Vi su radiante figura remontándose a la altura
recostada en el Amado.
Y era como una paloma que sube del agua pura
cortando el aire callado;
un inenarrable aroma dejaba su vestidura,
como si todas las flores que tiene la primavera
condensaran sus olores en su hermosa cabellera.

Y ella subía, subía, subía hasta el Cielo sumo
como varita de humo que hacia los aires envía
la mirra más excelente, mezclada con el incienso:
y el claro sol, a su ascenso, le rodeaba la frente.

Mas ¿como sucedió el prodigio? ¿Qué circunstancias extraordinarias acompañaron al tránsito milagroso de María? La tradición callaba y el hecho quedaba envuelto en sombras impenetrables. Pero la piedad sencilla del pueblo pedía certidumbres y realidades. Y apareció la leyenda presentida y deseada; un relato delicado e ingenuo, lírico y dramático; una de las narraciones más exquisitas de la leyenda dorada; una especie de drama, lleno de vida, que termina con un epílogo bellísimo; una deliciosa historia, como sabía tejerlas el genio oriental, iluminada de estrellas y de ángeles, perfumada de inciensos y azucenas, decorada de todas las pompas del Cielo y de todas las bellezas de la tierra. Empieza a difundirse por el Oriente en el siglo V con el nombre de un discípulo de San Juan, Melitón de Sardes; algo más tarde, Gregorio de Tours la da a conocer en las Galias; los españoles de los primeros siglos de la Reconquista la leían en una edición enriquecida con peregrinos detalles, y todos los cristianos de la Edad Media buscaron en sus páginas alimento de fe y entusiasmo religioso.
○ ○ ○ ○ ○
Trabajo a realizar:
1 > Resume en forma de lista el párrafo del texto sobre el tránsito de María que empieza con "Mas ¿como sucedió el prodigio?". Conserva sus datos principales.
2 > Repite, sin cambiar nada, el pasaje del texto sobre el tránsito de María que empieza con "Vi su radiante" y sigue hasta "su hermosa cabellera.".

Material proporcionado:
○ ○ ○ ○ ○
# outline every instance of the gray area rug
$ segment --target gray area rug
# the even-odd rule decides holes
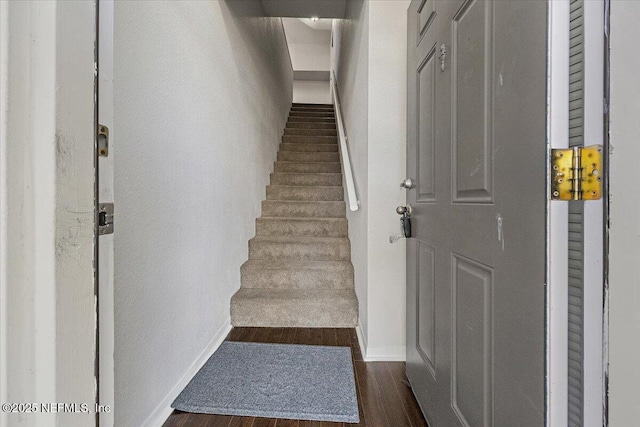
○ ○ ○ ○ ○
Respuestas del ejercicio:
1 >
- La tradición no decía cómo ocurrió el tránsito milagroso de María, y el hecho permanecía envuelto en sombras.
- La piedad sencilla del pueblo pedía certidumbres, y así apareció una leyenda: un relato delicado, ingenuo, lírico y dramático, una de las narraciones más exquisitas de la leyenda dorada, con un epílogo bellísimo.
- En el siglo V empieza a difundirse por el Oriente con el nombre de Melitón de Sardes, discípulo de San Juan.
- Algo más tarde, Gregorio de Tours la da a conocer en las Galias.
- Los españoles de los primeros siglos de la Reconquista la leían en una edición enriquecida con peregrinos detalles.
- Todos los cristianos de la Edad Media buscaron en ella alimento de fe y entusiasmo religioso.

2 >
Vi su radiante figura remontándose a la altura
recostada en el Amado.
Y era como una paloma que sube del agua pura
cortando el aire callado;
un inenarrable aroma dejaba su vestidura,
como si todas las flores que tiene la primavera
condensaran sus olores en su hermosa cabellera.